*** Given data Section Begins ***

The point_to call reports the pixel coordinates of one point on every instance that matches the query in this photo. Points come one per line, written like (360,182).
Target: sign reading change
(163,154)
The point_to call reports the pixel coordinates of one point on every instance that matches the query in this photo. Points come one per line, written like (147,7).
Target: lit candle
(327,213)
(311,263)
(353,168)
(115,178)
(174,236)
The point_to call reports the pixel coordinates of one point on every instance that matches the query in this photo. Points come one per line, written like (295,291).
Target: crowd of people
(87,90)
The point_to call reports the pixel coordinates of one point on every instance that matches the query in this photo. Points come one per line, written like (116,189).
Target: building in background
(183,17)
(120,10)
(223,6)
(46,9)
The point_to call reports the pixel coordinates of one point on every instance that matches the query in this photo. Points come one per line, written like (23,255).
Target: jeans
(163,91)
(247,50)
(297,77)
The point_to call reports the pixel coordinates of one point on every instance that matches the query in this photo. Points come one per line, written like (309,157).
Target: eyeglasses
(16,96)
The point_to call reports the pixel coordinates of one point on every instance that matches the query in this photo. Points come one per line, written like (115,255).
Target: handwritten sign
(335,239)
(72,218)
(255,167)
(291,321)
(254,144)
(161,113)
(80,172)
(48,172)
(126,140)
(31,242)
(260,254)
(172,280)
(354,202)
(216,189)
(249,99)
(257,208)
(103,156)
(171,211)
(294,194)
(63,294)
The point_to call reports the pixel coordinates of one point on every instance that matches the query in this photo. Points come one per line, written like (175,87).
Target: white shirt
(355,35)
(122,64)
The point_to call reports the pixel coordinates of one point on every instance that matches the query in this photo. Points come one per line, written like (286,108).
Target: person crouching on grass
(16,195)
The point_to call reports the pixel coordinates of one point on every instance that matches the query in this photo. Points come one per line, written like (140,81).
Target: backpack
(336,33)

*** Given data Section Ends ***

- _Directions for this task_
Using the listing above, copy exactly the line that contains "written like (309,157).", the line that contains "written like (115,255).", and each line that falls between them.

- _Worked solution_
The point_to call reports the pixel coordinates of one point on every instance that matches the query in this photo. Points come one per line, written like (309,157).
Target: eyeglasses
(16,96)
The point_to call reports the pixel coordinates of one point on every instance that matches the query in this photo. Points come one per line, written like (115,255).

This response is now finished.